- **WRITTEN PROBLEM 1**
Count the lines of the rows that contain the word "american". Give only the number.

One of my agoutis has a brownish tan belly, would that work?


----------



## maddeh (Jul 14, 2011)

I think, as most mice have slightly lighter unders, that a lot of agoutis have bellies that could be described as that... could you get a picture from below?


----------



## Kaz115836 (Feb 20, 2012)

Is this picture ok?


----------



## maddeh (Jul 14, 2011)

I can't see it sorry!


----------



## Kaz115836 (Feb 20, 2012)

Oops, sorry let me try that again.


----------



## maddeh (Jul 14, 2011)

Hmmm... I don't think she's a tan sorry, could be wrong, but I don't see it  
But if she looks like it in person then it could be worth doing a test breeding when she's old enough.


----------



## Kaz115836 (Feb 20, 2012)

That's ok. I'll test her anyway  I'm sure i'll find a black tan eventually.


----------



## maddeh (Jul 14, 2011)

Good luck


----------



## Autumn2005 (Apr 21, 2010)

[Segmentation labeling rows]

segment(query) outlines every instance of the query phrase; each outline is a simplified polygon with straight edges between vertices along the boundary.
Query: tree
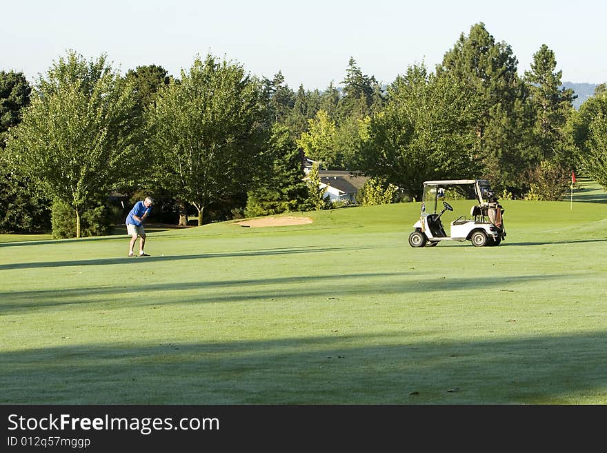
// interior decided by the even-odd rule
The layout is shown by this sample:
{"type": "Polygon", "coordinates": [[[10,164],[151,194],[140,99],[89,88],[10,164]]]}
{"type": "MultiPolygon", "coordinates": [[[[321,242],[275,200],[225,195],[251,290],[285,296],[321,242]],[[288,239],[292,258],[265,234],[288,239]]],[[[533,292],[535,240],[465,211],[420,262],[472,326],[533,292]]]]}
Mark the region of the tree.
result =
{"type": "Polygon", "coordinates": [[[393,203],[398,194],[398,188],[381,179],[369,178],[360,192],[357,201],[363,205],[386,205],[393,203]]]}
{"type": "Polygon", "coordinates": [[[578,110],[572,112],[566,124],[569,148],[574,150],[580,165],[590,170],[593,165],[587,157],[592,153],[588,146],[590,125],[600,116],[607,116],[607,91],[595,90],[595,95],[586,99],[578,110]]]}
{"type": "Polygon", "coordinates": [[[199,225],[209,205],[246,190],[267,140],[261,99],[241,65],[208,54],[150,109],[158,179],[196,208],[199,225]]]}
{"type": "Polygon", "coordinates": [[[255,175],[248,193],[248,217],[300,210],[308,197],[301,157],[286,126],[275,124],[267,151],[268,165],[255,175]]]}
{"type": "Polygon", "coordinates": [[[481,103],[475,126],[475,153],[483,162],[483,175],[498,190],[522,190],[520,174],[535,158],[526,155],[532,141],[527,132],[531,116],[517,64],[510,46],[496,42],[479,23],[468,36],[460,35],[437,66],[437,75],[450,74],[481,103]]]}
{"type": "Polygon", "coordinates": [[[585,148],[580,154],[584,172],[607,189],[607,114],[599,112],[590,122],[585,148]]]}
{"type": "Polygon", "coordinates": [[[341,98],[341,95],[339,94],[339,90],[333,85],[332,81],[329,83],[327,89],[321,94],[319,108],[326,112],[329,117],[333,121],[336,121],[337,119],[339,99],[341,98]]]}
{"type": "Polygon", "coordinates": [[[129,70],[125,79],[132,82],[137,108],[141,114],[156,100],[159,90],[168,85],[170,81],[166,70],[157,65],[137,66],[135,70],[129,70]]]}
{"type": "Polygon", "coordinates": [[[304,150],[305,156],[322,162],[326,168],[333,168],[339,157],[335,149],[337,128],[324,110],[319,110],[316,117],[308,120],[308,131],[303,132],[297,145],[304,150]]]}
{"type": "Polygon", "coordinates": [[[558,154],[564,144],[564,127],[577,97],[570,88],[560,88],[562,71],[555,72],[556,66],[554,52],[544,44],[533,55],[531,70],[525,71],[535,115],[533,143],[539,160],[560,157],[561,161],[570,161],[569,157],[558,154]]]}
{"type": "Polygon", "coordinates": [[[274,79],[263,80],[263,89],[267,93],[272,121],[285,124],[295,103],[295,94],[285,83],[285,78],[279,71],[274,79]]]}
{"type": "Polygon", "coordinates": [[[304,205],[306,208],[304,210],[321,211],[330,208],[330,197],[326,195],[326,187],[321,187],[320,185],[317,163],[312,165],[312,168],[306,178],[306,182],[308,185],[308,197],[304,205]]]}
{"type": "Polygon", "coordinates": [[[41,232],[50,226],[49,201],[32,194],[28,181],[10,172],[3,160],[8,131],[21,121],[31,91],[22,72],[0,71],[0,233],[41,232]]]}
{"type": "Polygon", "coordinates": [[[74,210],[77,237],[88,203],[141,163],[135,102],[132,85],[105,55],[87,61],[70,50],[46,79],[39,78],[22,122],[9,131],[12,168],[35,182],[41,193],[74,210]]]}
{"type": "Polygon", "coordinates": [[[339,102],[339,119],[348,117],[361,119],[368,115],[378,85],[375,76],[363,74],[356,61],[350,57],[342,83],[344,97],[339,102]]]}
{"type": "Polygon", "coordinates": [[[370,119],[359,169],[419,197],[426,179],[474,177],[479,103],[452,77],[408,68],[388,88],[383,113],[370,119]]]}

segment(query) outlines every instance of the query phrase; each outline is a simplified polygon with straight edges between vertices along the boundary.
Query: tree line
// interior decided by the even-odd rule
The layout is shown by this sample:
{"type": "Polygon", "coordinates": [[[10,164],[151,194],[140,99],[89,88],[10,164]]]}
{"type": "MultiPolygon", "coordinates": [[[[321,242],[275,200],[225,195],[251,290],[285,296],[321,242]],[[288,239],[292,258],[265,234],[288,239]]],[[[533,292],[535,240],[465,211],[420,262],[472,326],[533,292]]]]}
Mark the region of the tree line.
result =
{"type": "Polygon", "coordinates": [[[607,188],[606,85],[576,110],[547,46],[522,77],[517,64],[480,23],[435,70],[413,65],[387,86],[354,59],[343,88],[321,92],[212,54],[179,77],[157,65],[122,76],[74,50],[33,86],[1,71],[0,232],[106,234],[123,220],[112,194],[199,225],[330,208],[304,155],[369,177],[382,202],[477,177],[502,198],[557,200],[574,170],[607,188]]]}

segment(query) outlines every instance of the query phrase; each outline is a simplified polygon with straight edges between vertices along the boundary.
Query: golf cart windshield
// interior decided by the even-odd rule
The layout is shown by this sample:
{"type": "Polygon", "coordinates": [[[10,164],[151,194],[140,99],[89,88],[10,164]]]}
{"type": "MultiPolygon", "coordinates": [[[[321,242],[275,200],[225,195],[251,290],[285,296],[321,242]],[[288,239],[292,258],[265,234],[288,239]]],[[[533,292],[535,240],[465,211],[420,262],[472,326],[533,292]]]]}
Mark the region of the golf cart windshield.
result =
{"type": "MultiPolygon", "coordinates": [[[[424,183],[422,212],[436,213],[439,203],[449,200],[471,200],[481,203],[480,188],[490,190],[488,181],[484,179],[453,179],[447,181],[427,181],[424,183]],[[482,184],[481,183],[482,183],[482,184]]],[[[483,195],[486,201],[487,196],[483,195]]]]}

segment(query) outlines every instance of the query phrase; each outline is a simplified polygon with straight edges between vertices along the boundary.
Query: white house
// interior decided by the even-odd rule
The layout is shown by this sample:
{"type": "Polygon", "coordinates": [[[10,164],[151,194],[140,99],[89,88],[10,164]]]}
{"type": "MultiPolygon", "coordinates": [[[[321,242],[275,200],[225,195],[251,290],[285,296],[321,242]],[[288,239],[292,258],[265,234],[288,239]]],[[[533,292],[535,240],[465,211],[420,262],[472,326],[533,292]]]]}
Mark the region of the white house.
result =
{"type": "MultiPolygon", "coordinates": [[[[304,157],[304,172],[308,175],[315,163],[319,163],[308,157],[304,157]]],[[[325,188],[331,201],[344,201],[356,203],[359,190],[365,185],[368,178],[358,176],[347,170],[319,170],[321,188],[325,188]]]]}

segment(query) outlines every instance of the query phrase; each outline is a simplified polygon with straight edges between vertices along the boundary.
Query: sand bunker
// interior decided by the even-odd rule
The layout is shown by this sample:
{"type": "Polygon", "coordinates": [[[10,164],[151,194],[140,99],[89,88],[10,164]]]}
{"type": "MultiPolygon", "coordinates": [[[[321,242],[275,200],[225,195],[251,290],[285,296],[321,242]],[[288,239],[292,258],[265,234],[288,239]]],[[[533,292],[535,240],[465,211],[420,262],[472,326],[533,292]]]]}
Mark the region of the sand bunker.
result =
{"type": "Polygon", "coordinates": [[[285,217],[261,217],[260,219],[251,219],[243,220],[240,222],[235,222],[237,225],[252,228],[268,226],[288,226],[290,225],[304,225],[312,223],[312,220],[310,217],[295,217],[287,216],[285,217]]]}

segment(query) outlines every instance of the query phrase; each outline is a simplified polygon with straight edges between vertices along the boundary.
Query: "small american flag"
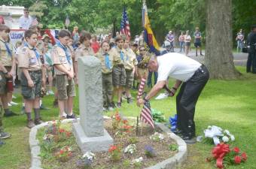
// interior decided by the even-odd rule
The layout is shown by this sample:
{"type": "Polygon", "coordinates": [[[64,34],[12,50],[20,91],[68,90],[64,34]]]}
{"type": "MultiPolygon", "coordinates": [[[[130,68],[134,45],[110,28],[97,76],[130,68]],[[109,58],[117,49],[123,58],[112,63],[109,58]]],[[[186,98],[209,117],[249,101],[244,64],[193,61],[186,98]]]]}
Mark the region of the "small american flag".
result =
{"type": "MultiPolygon", "coordinates": [[[[137,98],[139,98],[142,97],[143,94],[145,82],[146,82],[146,80],[142,78],[141,83],[139,85],[137,98]]],[[[149,124],[150,125],[151,125],[153,128],[154,128],[154,121],[153,121],[152,114],[151,114],[151,104],[148,101],[144,103],[140,116],[141,116],[141,119],[145,123],[149,124]]]]}
{"type": "Polygon", "coordinates": [[[130,32],[128,15],[127,15],[126,9],[125,7],[123,7],[122,20],[121,20],[121,26],[120,26],[120,32],[122,35],[125,35],[129,40],[130,39],[131,33],[130,32]]]}
{"type": "Polygon", "coordinates": [[[36,17],[35,17],[35,18],[33,19],[33,21],[32,22],[32,26],[36,26],[36,25],[38,25],[38,20],[36,19],[36,17]]]}

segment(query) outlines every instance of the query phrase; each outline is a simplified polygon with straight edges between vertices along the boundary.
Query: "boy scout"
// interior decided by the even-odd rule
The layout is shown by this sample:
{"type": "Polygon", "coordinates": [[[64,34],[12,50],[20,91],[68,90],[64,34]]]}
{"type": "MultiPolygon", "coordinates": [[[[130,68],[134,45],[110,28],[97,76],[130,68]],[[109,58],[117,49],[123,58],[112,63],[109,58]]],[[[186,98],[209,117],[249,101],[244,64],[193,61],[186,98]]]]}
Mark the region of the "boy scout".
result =
{"type": "Polygon", "coordinates": [[[5,110],[5,116],[17,115],[8,109],[8,92],[13,92],[13,75],[16,70],[15,56],[8,42],[10,29],[0,25],[0,97],[5,110]]]}
{"type": "Polygon", "coordinates": [[[113,55],[109,52],[109,44],[103,42],[101,50],[96,54],[102,62],[102,92],[103,92],[103,110],[114,110],[112,105],[112,68],[113,68],[113,55]]]}
{"type": "Polygon", "coordinates": [[[6,82],[12,79],[12,74],[14,70],[15,59],[9,48],[8,43],[6,40],[8,38],[10,29],[5,25],[0,24],[0,146],[3,143],[1,139],[7,138],[11,136],[10,134],[4,132],[2,125],[2,107],[5,109],[5,116],[10,116],[15,115],[8,109],[8,101],[7,97],[6,82]]]}
{"type": "Polygon", "coordinates": [[[76,83],[78,83],[78,57],[85,56],[94,56],[93,50],[90,47],[90,34],[87,32],[82,31],[79,38],[81,45],[78,47],[75,53],[75,74],[76,83]]]}
{"type": "Polygon", "coordinates": [[[134,74],[137,71],[138,62],[136,54],[133,50],[130,48],[129,40],[125,40],[123,48],[127,52],[124,62],[124,68],[126,75],[125,90],[127,97],[127,103],[130,104],[132,102],[132,95],[130,90],[132,89],[133,85],[134,74]]]}
{"type": "Polygon", "coordinates": [[[73,97],[75,96],[74,70],[71,53],[68,50],[71,37],[69,31],[61,30],[59,33],[59,41],[53,47],[51,53],[56,74],[59,116],[65,118],[66,113],[67,119],[75,118],[73,113],[73,97]]]}
{"type": "Polygon", "coordinates": [[[45,86],[45,76],[41,56],[35,48],[37,38],[35,31],[26,31],[25,39],[28,44],[21,50],[18,56],[19,68],[22,68],[21,94],[24,98],[28,128],[43,122],[40,117],[40,96],[41,86],[45,86]],[[35,111],[35,123],[31,116],[32,108],[35,111]]]}
{"type": "MultiPolygon", "coordinates": [[[[117,36],[115,39],[116,47],[110,50],[113,53],[113,86],[117,93],[117,107],[121,107],[121,96],[123,88],[126,86],[126,75],[124,68],[124,59],[126,58],[126,51],[123,49],[123,39],[121,36],[117,36]]],[[[113,95],[114,97],[114,95],[113,95]]]]}

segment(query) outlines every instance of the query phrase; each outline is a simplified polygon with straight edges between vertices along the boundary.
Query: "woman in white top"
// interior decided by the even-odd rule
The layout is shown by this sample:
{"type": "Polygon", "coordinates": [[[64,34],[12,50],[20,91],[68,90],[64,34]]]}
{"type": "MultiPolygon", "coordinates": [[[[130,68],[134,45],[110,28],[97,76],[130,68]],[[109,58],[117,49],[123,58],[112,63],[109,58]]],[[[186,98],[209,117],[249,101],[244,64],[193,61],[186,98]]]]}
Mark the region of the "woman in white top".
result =
{"type": "Polygon", "coordinates": [[[189,35],[189,31],[186,31],[186,35],[184,35],[184,42],[185,42],[185,53],[186,56],[188,56],[188,51],[190,48],[190,43],[191,43],[191,37],[189,35]]]}

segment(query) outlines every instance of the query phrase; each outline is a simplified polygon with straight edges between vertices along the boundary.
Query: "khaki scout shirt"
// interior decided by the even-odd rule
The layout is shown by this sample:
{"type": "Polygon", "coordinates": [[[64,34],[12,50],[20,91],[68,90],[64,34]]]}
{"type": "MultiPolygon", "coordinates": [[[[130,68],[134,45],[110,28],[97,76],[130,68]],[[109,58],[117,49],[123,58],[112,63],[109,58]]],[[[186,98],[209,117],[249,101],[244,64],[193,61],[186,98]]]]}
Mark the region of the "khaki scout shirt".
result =
{"type": "Polygon", "coordinates": [[[14,56],[12,46],[8,43],[9,49],[11,51],[11,56],[10,56],[7,51],[5,41],[0,38],[0,61],[4,66],[12,66],[12,59],[14,56]]]}
{"type": "Polygon", "coordinates": [[[113,68],[113,55],[111,53],[107,53],[108,54],[109,62],[111,64],[111,66],[110,69],[106,67],[105,59],[105,53],[103,53],[102,50],[99,51],[96,54],[96,57],[100,60],[100,62],[102,63],[102,74],[109,74],[112,72],[113,68]]]}
{"type": "Polygon", "coordinates": [[[85,56],[95,56],[93,48],[86,47],[84,44],[81,44],[75,53],[75,61],[78,62],[78,57],[85,56]]]}
{"type": "Polygon", "coordinates": [[[28,71],[38,71],[42,64],[40,57],[37,58],[33,47],[29,46],[23,47],[18,53],[19,68],[27,68],[28,71]]]}
{"type": "Polygon", "coordinates": [[[117,47],[112,47],[109,51],[113,56],[114,66],[124,65],[124,59],[126,58],[127,53],[125,50],[120,50],[117,47]],[[123,61],[121,59],[120,52],[123,53],[123,61]]]}
{"type": "MultiPolygon", "coordinates": [[[[71,58],[71,54],[69,53],[69,50],[68,50],[68,53],[70,56],[70,63],[68,61],[68,59],[66,56],[65,50],[61,48],[60,47],[58,47],[57,45],[55,45],[53,47],[52,52],[51,52],[51,59],[53,60],[53,64],[54,65],[62,65],[67,70],[72,70],[73,68],[73,63],[72,63],[72,59],[71,58]]],[[[61,74],[66,74],[64,72],[62,72],[54,68],[55,74],[57,75],[61,74]]]]}
{"type": "Polygon", "coordinates": [[[126,70],[132,70],[138,65],[136,55],[130,48],[127,48],[126,50],[127,51],[127,55],[124,58],[124,68],[126,70]]]}

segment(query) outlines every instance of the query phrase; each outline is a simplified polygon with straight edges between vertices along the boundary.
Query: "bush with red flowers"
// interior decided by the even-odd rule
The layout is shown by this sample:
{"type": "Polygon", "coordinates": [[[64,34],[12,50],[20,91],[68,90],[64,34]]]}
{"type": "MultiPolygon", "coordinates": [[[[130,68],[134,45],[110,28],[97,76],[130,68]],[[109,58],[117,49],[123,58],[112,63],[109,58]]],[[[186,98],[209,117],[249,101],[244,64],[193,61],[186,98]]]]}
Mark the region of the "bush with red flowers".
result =
{"type": "Polygon", "coordinates": [[[239,147],[233,149],[229,144],[218,143],[212,150],[212,157],[207,158],[207,161],[216,161],[218,168],[224,168],[224,164],[227,165],[240,164],[245,162],[247,155],[245,152],[241,152],[239,147]]]}

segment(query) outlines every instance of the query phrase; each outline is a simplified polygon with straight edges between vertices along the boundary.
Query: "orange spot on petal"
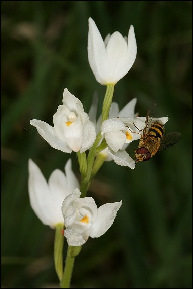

- **WRITTEN PROBLEM 2**
Using the forum thread about the agouti's belly, decide whether each statement agrees with it, answering yes or no and quoting the words that settle it: (a) maddeh asks for a picture taken from below. (b) maddeh is certain the agouti is a tan. (c) Kaz115836 decides not to test the agouti.

- **CORRECT OUTPUT 1**
2

- **CORRECT OUTPUT 2**
(a) Yes: "could you get a picture from below?"
(b) No: "I don't think she's a tan sorry, could be wrong"
(c) No: "I'll test her anyway"